Subteniente Eduardo Reyes. Fotografía: Ejército de Chile.

“Él es tu papá”

La tarde del 8 de marzo de este año, Soledad Tamayo recibió una videollamada que no esperaba. Eran sus hijos, que se habían organizado para contarle una noticia sobre su padre: el Ejército los había contactado para decirles que se había reanudado la búsqueda tras un avistamiento del helicóptero en enero pasado. Ella estaba acostada. Cuando le dijeron, no pudo reaccionar y se quedó en silencio. Temía que volviera a pasar lo mismo que había sucedido en 1991. “Para mí la llamada no fue esperanzadora, porque volvieron a mí todos esos sentimientos de la búsqueda, de cada día esperar respuestas. No quería volver a lo mismo”, dice Tamayo, hoy de 66 años.

Pero el pesimismo no alcanzó a durar una semana. El viernes 12 de marzo, el general de División y comandante de Operaciones Especiales, Carlos Castillo, les informó a las familias Reyes y Benavídez que habían encontrado los cuerpos. Tamayo se fue ese mismo día con lo puesto al terminal de buses de Quillota y partió a Santiago. Aunque había esperado 39 años para volver a ver a Mario Benavídez, asegura que el viaje en bus le pareció el más largo que había hecho, que parecía no tener fin.

Entrega de la bandera que acompañó el féretro a la viuda de Mario Benavídez. Fotografía: Ejército de Chile.

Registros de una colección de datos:
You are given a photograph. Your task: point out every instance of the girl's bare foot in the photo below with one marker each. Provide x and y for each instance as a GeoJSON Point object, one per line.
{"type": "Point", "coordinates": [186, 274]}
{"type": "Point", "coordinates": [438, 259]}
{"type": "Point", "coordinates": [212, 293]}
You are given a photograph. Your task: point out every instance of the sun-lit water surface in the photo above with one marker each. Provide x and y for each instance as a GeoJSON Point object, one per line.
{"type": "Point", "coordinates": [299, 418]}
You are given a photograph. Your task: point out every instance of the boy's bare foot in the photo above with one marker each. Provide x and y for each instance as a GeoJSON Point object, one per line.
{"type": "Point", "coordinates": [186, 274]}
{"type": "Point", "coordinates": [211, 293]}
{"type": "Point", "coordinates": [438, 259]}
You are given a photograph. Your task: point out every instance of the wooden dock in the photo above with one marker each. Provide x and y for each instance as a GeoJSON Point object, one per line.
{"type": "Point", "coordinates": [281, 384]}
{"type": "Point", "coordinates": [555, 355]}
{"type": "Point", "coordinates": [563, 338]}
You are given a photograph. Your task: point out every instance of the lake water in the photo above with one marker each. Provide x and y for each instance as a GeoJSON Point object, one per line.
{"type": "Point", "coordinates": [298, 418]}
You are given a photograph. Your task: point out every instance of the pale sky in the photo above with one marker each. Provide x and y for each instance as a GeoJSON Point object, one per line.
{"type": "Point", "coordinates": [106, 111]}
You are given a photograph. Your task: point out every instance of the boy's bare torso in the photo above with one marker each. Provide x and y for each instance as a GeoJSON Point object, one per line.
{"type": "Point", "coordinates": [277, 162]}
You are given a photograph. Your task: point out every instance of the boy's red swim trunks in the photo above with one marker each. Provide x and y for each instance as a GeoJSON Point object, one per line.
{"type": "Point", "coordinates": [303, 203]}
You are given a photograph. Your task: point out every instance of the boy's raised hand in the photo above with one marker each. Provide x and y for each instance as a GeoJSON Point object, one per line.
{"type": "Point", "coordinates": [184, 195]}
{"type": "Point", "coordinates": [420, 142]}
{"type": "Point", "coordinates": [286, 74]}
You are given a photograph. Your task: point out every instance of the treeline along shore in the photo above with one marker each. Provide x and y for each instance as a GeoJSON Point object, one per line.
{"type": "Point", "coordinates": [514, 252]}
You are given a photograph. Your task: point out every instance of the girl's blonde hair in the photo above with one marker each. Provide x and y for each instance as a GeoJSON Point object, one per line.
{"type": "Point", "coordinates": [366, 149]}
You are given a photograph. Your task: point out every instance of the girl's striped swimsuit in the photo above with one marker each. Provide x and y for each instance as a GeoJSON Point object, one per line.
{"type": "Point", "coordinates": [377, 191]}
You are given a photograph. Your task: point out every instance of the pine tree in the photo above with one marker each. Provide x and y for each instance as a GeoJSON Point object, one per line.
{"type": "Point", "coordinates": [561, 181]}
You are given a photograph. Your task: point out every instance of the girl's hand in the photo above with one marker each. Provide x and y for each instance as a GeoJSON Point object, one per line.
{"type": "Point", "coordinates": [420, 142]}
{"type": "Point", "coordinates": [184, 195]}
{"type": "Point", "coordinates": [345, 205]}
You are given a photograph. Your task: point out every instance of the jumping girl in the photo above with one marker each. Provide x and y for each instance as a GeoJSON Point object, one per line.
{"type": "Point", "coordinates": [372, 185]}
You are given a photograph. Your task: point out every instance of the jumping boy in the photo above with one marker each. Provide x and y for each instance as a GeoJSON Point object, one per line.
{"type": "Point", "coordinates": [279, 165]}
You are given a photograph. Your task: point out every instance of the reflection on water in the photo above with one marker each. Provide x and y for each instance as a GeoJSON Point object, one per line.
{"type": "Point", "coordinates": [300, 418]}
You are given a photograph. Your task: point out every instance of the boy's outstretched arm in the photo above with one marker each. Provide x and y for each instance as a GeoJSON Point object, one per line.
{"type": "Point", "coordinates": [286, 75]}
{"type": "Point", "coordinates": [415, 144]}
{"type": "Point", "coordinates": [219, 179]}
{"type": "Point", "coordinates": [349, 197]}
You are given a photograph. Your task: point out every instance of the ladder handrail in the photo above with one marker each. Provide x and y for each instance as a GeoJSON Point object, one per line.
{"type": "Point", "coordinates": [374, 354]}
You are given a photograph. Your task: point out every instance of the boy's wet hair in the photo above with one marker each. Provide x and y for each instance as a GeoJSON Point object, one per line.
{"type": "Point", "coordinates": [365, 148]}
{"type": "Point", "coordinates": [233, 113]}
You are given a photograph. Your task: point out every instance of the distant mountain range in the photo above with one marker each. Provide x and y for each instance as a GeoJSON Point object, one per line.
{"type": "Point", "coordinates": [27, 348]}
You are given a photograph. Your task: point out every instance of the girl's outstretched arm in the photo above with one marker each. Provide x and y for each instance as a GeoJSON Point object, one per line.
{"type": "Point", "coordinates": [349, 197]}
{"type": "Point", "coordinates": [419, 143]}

==

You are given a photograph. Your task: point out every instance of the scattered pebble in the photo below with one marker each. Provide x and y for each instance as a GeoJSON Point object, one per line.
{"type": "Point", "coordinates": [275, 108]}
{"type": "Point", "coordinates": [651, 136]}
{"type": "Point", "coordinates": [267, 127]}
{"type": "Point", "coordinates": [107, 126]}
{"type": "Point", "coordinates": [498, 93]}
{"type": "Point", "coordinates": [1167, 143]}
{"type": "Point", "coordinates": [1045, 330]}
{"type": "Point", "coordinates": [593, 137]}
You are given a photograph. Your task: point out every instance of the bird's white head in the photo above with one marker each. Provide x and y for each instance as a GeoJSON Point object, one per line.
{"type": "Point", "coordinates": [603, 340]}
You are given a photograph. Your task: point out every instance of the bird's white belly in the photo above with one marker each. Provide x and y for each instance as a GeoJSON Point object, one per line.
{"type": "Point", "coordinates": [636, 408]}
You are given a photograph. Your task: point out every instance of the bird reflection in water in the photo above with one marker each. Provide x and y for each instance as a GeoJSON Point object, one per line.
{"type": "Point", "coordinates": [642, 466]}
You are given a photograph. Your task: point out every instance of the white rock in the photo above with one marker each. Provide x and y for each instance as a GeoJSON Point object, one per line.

--

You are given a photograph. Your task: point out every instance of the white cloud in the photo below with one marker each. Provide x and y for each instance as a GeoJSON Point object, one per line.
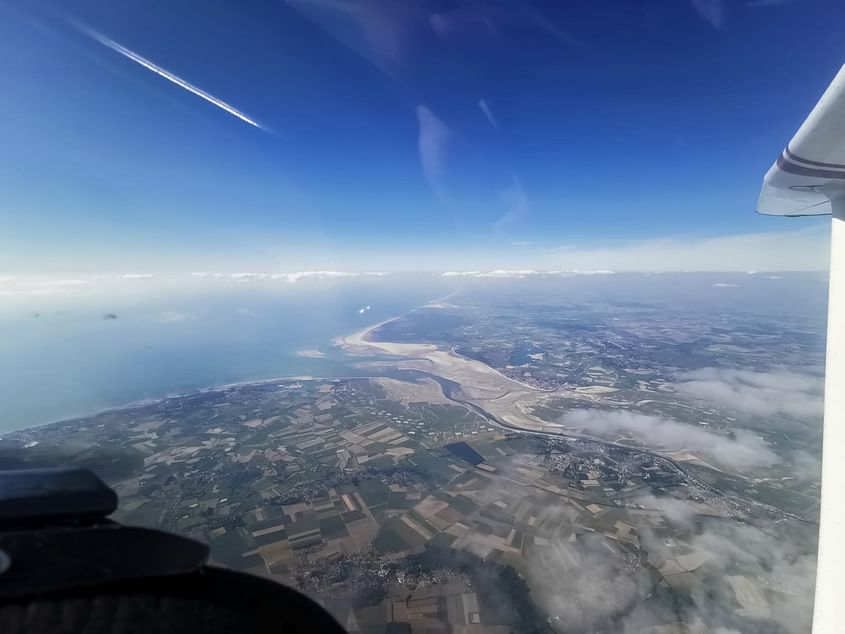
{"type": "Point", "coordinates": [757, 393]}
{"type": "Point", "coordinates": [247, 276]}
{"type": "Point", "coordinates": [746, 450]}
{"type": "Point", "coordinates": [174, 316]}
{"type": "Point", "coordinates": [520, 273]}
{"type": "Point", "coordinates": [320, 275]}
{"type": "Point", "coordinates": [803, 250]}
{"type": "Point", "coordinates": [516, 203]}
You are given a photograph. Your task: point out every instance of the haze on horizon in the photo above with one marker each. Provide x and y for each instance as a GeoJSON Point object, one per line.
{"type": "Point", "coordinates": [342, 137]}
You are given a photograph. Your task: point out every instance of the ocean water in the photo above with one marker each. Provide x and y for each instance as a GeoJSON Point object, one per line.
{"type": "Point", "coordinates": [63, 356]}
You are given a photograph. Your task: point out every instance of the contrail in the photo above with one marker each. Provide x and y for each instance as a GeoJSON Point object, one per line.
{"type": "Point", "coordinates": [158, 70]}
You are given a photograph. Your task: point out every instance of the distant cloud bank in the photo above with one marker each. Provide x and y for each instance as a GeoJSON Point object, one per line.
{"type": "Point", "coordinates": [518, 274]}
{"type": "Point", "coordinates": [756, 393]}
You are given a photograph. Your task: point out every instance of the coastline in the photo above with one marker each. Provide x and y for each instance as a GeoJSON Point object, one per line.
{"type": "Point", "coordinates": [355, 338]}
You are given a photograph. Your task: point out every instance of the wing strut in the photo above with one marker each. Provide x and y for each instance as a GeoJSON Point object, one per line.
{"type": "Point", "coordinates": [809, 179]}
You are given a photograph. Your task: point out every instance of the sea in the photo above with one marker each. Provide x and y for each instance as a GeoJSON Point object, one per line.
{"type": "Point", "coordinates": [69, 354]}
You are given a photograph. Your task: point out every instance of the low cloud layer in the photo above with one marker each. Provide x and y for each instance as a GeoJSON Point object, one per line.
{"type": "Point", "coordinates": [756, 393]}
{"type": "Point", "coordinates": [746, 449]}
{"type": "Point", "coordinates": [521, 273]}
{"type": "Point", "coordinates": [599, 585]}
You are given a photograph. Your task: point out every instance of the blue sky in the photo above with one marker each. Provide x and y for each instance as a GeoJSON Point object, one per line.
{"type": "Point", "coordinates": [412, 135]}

◆ Consignas de trabajo ◆
A – Reproduce el fragmento sobre la búsqueda del helicóptero desde "La tarde del" hasta "de 66 años.", incluidas ambas partes.
B – Según el fragmento sobre la búsqueda del helicóptero, ¿desde qué terminal partió Soledad Tamayo hacia Santiago?
El material no interviene en esta actividad.

◆ Respuestas por consigna ◆
A –
La tarde del 8 de marzo de este año, Soledad Tamayo recibió una videollamada que no esperaba. Eran sus hijos, que se habían organizado para contarle una noticia sobre su padre: el Ejército los había contactado para decirles que se había reanudado la búsqueda tras un avistamiento del helicóptero en enero pasado. Ella estaba acostada. Cuando le dijeron, no pudo reaccionar y se quedó en silencio. Temía que volviera a pasar lo mismo que había sucedido en 1991. “Para mí la llamada no fue esperanzadora, porque volvieron a mí todos esos sentimientos de la búsqueda, de cada día esperar respuestas. No quería volver a lo mismo”, dice Tamayo, hoy de 66 años.

B – Desde el terminal de buses de Quillota.